* **Il compito**
Per favore, indica se ciascuna affermazione concorda con il testo su Donald Sutherland, rispondendo sì o no e citando le parole decisive del testo: (a) Sutherland è morto a Miami il 20 giugno; (b) l’Academy gli aveva attribuito almeno una nomination; (c) Sutherland ha vinto tutti i Golden Globe per cui era candidato.

* **Testo da leggere**
Roma, 30 giu –  Lo scorso 20 giugno, a Miami, si è spento l’attore canadese Donald Sutherland: il 17 luglio avrebbe compiuto 89 anni. Ricoperto di onorificenze in patria (anche per aver interpretato l’eroe nazionale Norman Bethune), ha ricevuto l’Oscar alla carriera nel 2018, eppure l’Academy non gli aveva mai attribuito nessuna “nomination” (se si guarda che gente premiano, diventa subito chiaro il perché); candidato nove volte ai Golden Globe, ne ha vinti due. Eppure tra le oltre 140 interpretazioni cinematografiche di Sutherland sr. (padre di Kiefer, che dopo gli esordi promettenti e, più avanti, l’effimero successo televisivo della spy-story 24 si è reinventato cantante) vi sono, assieme a parecchi film “alimentari” e ad alcuni esecrabili, molti film importanti.

* **Elenco dati**
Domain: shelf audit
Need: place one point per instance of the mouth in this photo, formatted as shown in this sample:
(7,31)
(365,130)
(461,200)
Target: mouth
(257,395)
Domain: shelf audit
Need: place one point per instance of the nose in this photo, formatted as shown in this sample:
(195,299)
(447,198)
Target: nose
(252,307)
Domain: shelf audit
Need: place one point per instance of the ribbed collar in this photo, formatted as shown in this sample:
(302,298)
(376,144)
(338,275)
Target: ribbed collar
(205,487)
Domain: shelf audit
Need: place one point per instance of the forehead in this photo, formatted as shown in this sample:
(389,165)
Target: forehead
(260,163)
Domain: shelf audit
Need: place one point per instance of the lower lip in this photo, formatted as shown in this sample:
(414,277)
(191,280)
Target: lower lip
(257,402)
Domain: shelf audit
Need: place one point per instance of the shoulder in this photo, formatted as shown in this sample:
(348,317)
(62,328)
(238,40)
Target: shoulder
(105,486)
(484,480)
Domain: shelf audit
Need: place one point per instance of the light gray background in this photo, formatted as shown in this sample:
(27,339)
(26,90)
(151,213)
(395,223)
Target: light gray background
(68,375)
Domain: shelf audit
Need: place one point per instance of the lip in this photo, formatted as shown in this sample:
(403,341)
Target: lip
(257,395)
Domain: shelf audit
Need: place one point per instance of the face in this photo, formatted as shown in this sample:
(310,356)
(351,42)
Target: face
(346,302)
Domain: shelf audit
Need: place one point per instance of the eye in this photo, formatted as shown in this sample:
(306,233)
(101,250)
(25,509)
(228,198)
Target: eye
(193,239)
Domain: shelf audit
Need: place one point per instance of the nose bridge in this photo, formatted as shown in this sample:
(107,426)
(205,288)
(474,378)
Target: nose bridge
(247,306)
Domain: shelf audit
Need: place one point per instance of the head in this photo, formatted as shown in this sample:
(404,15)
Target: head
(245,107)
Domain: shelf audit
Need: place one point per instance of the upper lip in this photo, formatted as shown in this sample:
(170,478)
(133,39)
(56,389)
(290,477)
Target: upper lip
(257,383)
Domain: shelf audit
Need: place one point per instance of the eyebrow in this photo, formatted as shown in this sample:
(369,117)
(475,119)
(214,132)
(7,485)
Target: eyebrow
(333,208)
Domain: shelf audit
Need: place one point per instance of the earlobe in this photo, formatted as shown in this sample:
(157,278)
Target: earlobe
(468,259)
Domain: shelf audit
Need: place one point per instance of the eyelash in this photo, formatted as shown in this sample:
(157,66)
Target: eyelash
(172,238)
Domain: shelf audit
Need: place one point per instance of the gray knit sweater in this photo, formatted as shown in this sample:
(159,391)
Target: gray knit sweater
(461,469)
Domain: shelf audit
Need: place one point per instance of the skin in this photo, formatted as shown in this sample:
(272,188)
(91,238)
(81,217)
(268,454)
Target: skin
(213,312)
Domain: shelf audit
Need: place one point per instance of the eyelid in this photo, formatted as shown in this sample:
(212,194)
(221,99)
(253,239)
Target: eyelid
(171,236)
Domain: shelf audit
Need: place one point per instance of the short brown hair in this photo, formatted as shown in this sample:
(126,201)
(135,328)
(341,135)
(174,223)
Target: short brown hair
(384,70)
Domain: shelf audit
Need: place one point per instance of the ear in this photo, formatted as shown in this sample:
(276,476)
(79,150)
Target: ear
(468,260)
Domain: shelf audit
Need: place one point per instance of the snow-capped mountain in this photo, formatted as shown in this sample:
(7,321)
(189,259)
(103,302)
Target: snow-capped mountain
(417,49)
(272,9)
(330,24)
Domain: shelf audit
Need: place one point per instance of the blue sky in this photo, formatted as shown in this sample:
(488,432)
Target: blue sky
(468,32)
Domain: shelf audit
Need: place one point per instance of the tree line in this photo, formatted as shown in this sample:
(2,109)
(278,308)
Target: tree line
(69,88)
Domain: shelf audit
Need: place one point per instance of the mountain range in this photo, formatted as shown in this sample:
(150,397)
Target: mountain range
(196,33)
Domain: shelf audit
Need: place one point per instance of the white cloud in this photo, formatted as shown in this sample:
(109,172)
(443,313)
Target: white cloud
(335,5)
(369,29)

* **Risultato del compito**
(a) Sì: «Lo scorso 20 giugno, a Miami, si è spento l’attore canadese Donald Sutherland»
(b) No: «l’Academy non gli aveva mai attribuito nessuna “nomination”»
(c) No: «candidato nove volte ai Golden Globe, ne ha vinti due»